ECLI:NL:RBDHA:2024:13420
Rechtbank Den Haag
- Eerste aanleg - enkelvoudig
- B.F.Th. de Roos
- Rechtspraak.nl
Niet-ontvankelijkheid van asielaanvraag van Iraanse eiser wegens te late indiening van beroepsgronden en geloofwaardigheid van asielmotieven
In deze uitspraak beoordeelt de Rechtbank Den Haag het beroep van een Iraanse eiser tegen de afwijzing van zijn asielaanvraag. Eiser, geboren in 1955, diende op 17 oktober 2022 een asielaanvraag in tijdens een bezoek aan zijn zoon in Nederland. De aanvraag werd op 14 mei 2024 door de minister van Asiel en Migratie afgewezen als ongegrond. De rechtbank behandelde het beroep op 25 juli 2024 in Breda, waarbij eiser werd bijgestaan door een gemachtigde en een tolk. De rechtbank beoordeelt de ontvankelijkheid van het beroep, waarbij eiser op 21 mei 2024 geen gronden indiende. Ondanks een verzoek van de rechtbank om dit te herstellen, heeft eiser de gestelde termijn niet in acht genomen. De rechtbank concludeert dat de vergissing van eiser niet verontschuldigbaar is, gezien zijn professionele rechtsbijstand.
De rechtbank overweegt dat de niet-ontvankelijkheid van het beroep niet onmiskenbaar zou leiden tot een schending van artikel 3 van het EVRM, zoals gesteld in het arrest Bahaddar. Eiser heeft aangevoerd dat hij problemen heeft ondervonden met de Iraanse autoriteiten vanwege zijn bekering tot het Bahá’í-geloof en zijn betrokkenheid bij demonstraties. De rechtbank oordeelt echter dat de verklaringen van eiser over zijn bekering en de problemen met de Sepah ongeloofwaardig zijn. Verweerder heeft terecht geoordeeld dat eiser summiere en tegenstrijdige verklaringen heeft afgelegd, en dat hij onvoldoende bewijs heeft geleverd voor zijn claims. De rechtbank komt tot de conclusie dat de niet-ontvankelijkverklaring van het beroep gerechtvaardigd is en verklaart het beroep niet-ontvankelijk. Eiser krijgt geen proceskostenvergoeding.

- Uitgelichte rijen -
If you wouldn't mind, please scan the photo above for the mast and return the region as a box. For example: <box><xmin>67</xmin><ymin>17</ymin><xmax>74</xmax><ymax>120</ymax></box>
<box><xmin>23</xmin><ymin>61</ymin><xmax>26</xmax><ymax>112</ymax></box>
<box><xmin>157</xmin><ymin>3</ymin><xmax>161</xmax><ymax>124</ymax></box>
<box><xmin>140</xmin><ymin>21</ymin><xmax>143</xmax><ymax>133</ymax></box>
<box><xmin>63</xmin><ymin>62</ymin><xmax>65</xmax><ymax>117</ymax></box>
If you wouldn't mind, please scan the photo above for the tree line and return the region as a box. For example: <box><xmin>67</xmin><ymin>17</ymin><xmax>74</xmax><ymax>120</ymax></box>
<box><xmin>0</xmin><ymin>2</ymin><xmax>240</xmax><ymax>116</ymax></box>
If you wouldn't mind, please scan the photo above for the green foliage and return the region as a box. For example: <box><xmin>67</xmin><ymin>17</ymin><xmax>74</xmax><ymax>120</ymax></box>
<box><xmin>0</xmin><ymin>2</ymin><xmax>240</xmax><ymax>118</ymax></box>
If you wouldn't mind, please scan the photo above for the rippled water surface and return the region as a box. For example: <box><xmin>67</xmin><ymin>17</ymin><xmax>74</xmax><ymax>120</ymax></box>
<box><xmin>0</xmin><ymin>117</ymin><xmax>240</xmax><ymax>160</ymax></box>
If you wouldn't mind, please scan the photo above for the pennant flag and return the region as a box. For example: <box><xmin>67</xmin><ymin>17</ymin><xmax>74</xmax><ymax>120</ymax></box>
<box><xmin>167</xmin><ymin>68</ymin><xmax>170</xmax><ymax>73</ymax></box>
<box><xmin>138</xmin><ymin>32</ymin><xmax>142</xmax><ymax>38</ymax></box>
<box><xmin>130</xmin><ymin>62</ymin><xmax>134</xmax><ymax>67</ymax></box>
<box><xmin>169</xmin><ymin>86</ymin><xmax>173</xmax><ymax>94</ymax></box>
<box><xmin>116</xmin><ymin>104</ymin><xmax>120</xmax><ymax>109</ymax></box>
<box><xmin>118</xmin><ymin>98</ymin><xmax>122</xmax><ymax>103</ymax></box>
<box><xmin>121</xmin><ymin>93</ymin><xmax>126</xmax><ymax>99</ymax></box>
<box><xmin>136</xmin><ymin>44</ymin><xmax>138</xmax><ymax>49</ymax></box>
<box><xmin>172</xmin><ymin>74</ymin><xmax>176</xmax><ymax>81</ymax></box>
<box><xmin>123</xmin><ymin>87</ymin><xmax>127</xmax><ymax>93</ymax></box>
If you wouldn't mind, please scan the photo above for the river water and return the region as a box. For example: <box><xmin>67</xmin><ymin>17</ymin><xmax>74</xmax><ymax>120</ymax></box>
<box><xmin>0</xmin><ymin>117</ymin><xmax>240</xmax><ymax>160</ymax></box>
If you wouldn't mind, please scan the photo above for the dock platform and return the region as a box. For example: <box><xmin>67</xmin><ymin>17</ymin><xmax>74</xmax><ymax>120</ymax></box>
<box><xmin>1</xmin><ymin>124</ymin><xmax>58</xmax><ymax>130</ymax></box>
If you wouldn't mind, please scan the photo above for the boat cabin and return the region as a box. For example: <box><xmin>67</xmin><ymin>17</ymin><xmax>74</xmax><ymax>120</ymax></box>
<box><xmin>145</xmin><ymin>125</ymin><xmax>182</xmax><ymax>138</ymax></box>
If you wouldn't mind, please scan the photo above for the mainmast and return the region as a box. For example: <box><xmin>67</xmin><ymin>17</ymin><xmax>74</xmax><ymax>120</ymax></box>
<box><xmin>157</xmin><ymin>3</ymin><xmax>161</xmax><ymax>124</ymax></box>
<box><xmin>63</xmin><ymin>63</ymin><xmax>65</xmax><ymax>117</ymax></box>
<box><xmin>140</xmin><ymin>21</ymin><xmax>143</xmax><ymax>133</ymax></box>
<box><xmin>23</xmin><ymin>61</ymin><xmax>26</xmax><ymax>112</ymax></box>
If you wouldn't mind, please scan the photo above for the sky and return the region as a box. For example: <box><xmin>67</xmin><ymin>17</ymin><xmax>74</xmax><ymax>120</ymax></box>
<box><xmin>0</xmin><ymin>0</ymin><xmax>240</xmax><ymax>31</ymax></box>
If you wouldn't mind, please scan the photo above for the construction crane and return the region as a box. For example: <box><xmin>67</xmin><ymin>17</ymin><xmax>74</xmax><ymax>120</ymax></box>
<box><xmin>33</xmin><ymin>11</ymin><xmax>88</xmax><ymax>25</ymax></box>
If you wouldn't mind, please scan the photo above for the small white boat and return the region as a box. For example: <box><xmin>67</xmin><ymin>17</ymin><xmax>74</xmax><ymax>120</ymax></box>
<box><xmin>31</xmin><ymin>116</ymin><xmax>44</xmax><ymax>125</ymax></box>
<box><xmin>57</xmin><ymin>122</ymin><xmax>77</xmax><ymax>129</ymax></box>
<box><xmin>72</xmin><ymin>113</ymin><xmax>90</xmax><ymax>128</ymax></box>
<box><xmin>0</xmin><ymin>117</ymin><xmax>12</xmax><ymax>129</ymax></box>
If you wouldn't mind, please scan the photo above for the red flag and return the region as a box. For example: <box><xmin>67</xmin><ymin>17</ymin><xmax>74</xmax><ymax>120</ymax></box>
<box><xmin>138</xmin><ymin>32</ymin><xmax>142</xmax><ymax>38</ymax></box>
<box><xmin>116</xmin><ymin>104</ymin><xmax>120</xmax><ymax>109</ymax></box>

- De opdracht -
Werk graag het deel van de uitspraak van "De rechtbank overweegt" tot "krijgt geen proceskostenvergoeding." bij door "rechtbank" overal te vervangen door "bestuursrechter", en geef dat deel opnieuw.

- Oplossing -
De bestuursrechter overweegt dat de niet-ontvankelijkheid van het beroep niet onmiskenbaar zou leiden tot een schending van artikel 3 van het EVRM, zoals gesteld in het arrest Bahaddar. Eiser heeft aangevoerd dat hij problemen heeft ondervonden met de Iraanse autoriteiten vanwege zijn bekering tot het Bahá’í-geloof en zijn betrokkenheid bij demonstraties. De bestuursrechter oordeelt echter dat de verklaringen van eiser over zijn bekering en de problemen met de Sepah ongeloofwaardig zijn. Verweerder heeft terecht geoordeeld dat eiser summiere en tegenstrijdige verklaringen heeft afgelegd, en dat hij onvoldoende bewijs heeft geleverd voor zijn claims. De bestuursrechter komt tot de conclusie dat de niet-ontvankelijkverklaring van het beroep gerechtvaardigd is en verklaart het beroep niet-ontvankelijk. Eiser krijgt geen proceskostenvergoeding.